Records for the task:
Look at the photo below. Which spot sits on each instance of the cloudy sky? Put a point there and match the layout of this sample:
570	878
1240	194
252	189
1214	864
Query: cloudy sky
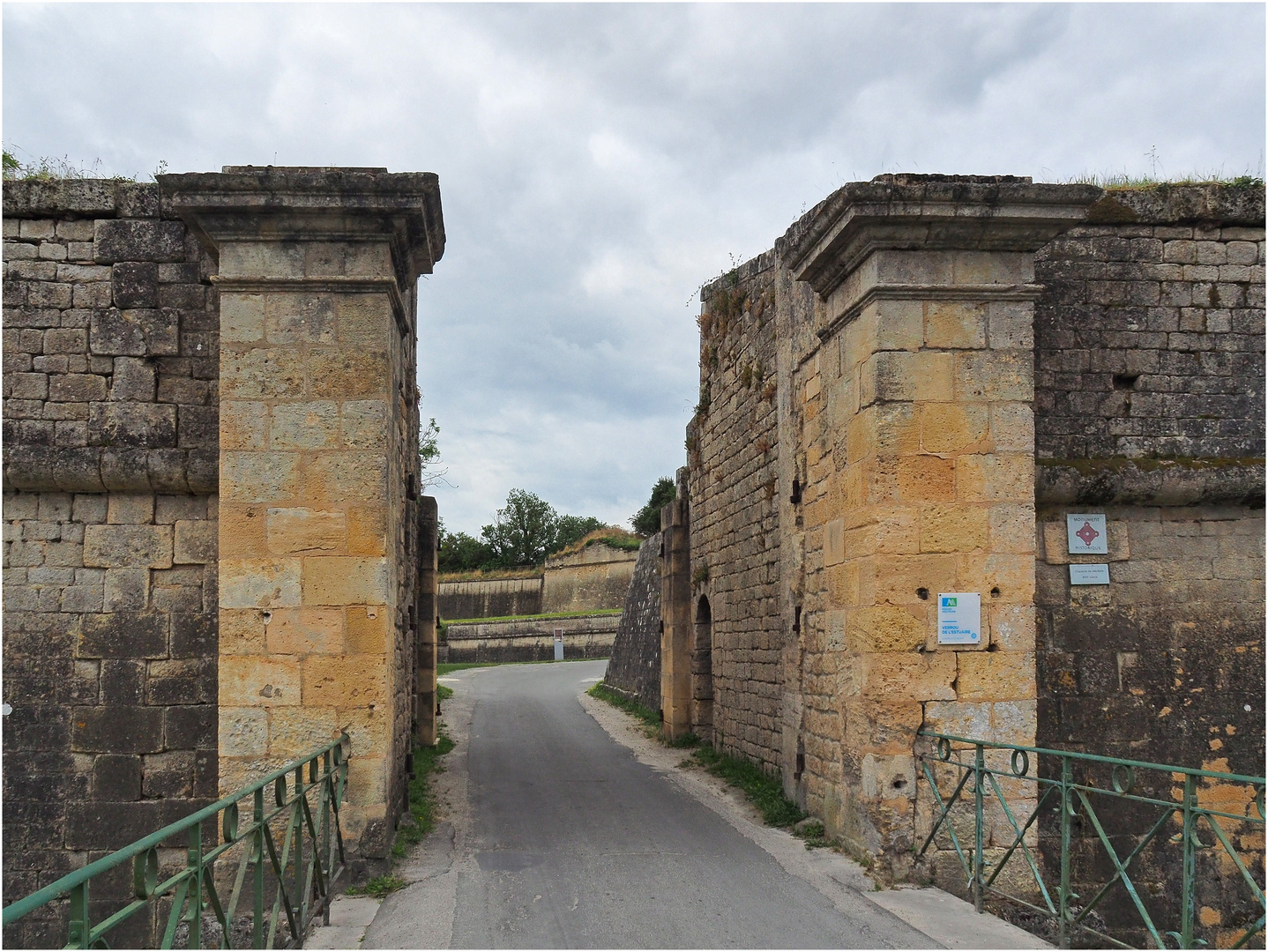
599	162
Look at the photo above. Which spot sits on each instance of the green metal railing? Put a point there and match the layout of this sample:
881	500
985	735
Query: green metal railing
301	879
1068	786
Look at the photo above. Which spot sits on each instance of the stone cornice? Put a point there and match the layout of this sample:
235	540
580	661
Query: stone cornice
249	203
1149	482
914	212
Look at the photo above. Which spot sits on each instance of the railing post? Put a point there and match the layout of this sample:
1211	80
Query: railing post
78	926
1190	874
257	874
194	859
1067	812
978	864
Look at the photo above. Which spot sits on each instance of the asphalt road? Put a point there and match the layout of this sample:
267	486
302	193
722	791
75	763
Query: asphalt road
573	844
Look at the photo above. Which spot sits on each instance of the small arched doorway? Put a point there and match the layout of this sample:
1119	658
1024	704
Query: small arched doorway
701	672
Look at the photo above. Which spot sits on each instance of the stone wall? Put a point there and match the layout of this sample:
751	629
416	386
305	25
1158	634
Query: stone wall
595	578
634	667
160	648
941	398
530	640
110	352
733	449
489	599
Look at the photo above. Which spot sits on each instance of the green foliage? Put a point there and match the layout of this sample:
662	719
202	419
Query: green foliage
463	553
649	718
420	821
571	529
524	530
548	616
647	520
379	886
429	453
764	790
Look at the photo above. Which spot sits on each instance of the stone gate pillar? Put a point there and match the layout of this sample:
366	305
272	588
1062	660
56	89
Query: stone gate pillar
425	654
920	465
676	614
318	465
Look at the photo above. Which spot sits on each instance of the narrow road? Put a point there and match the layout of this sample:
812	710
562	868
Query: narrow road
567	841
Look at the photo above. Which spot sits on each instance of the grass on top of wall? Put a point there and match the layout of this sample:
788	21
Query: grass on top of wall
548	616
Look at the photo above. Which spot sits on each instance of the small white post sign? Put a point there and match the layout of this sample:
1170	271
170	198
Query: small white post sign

Task directions:
Copy the records exactly. Skip the images.

Problem solution:
Look at the photo below. Which spot sits on each instance of the cloudy sky? Put a point there and match the layout of this sample:
570	878
1240	194
252	189
1214	864
Query: cloudy sky
599	162
Look at the photo above. Which spot sits on each instance of the green metal railing? Put a point there and match the layout of this sample:
881	500
985	735
Query: green metal railing
301	879
1068	786
Look at the photo above. Which spot sits on each instance of the stone cornice? Put a point there and match the layout of this sample:
235	540
580	661
Query: stone cornice
249	203
1149	482
914	212
Look at the photo above. Which spot sits on each instance of the railing post? Put a point there and match the layout of this sample:
1211	80
Query: railing post
78	926
1190	874
257	874
194	859
1067	812
978	864
Look at the photo above. Which spot sits on each instance of the asphalt road? Put a point there and match the layout of this sample:
267	486
302	193
722	791
75	763
Query: asphalt road
573	844
Look at the photo above. Which spot sits on each instance of the small arched doorway? Put a point there and match the layout of this sample:
1119	658
1024	704
Query: small arched doorway
701	672
Look at the photo above. Which spot sits on each instance of the stone wall? Put a point there and match the layout of this sample:
751	629
416	386
305	25
1158	634
Query: stone wall
595	578
634	667
160	648
941	398
530	640
110	352
733	449
489	599
Look at the photo above. Which spot sits on each instance of the green foliage? Put a point there and match the layout of this sample:
662	719
202	419
Query: green foliage
463	553
649	718
420	821
571	529
524	530
548	616
647	520
379	886
429	453
764	790
Look at the photo above. Which spot sits on each instance of the stone gate pillar? Put a point there and match the layout of this sample:
366	305
272	588
1062	660
56	89
Query: stone gate pillar
425	654
920	465
676	614
318	465
Look at the photo above. Which spot sits on each instance of the narrow road? Put a point there and match the layout of this sample:
812	710
562	868
Query: narrow road
567	841
Look at the photo above. Which spot sits on each instance of the grass on top of wall? Put a point there and match the layout of this sample:
788	21
Query: grass on top of wall
548	616
Look at the photo above. Which spot sits on each instance of the small white post sign? Put a point there and match the layout of this sample:
1170	271
170	198
Query: small white post sign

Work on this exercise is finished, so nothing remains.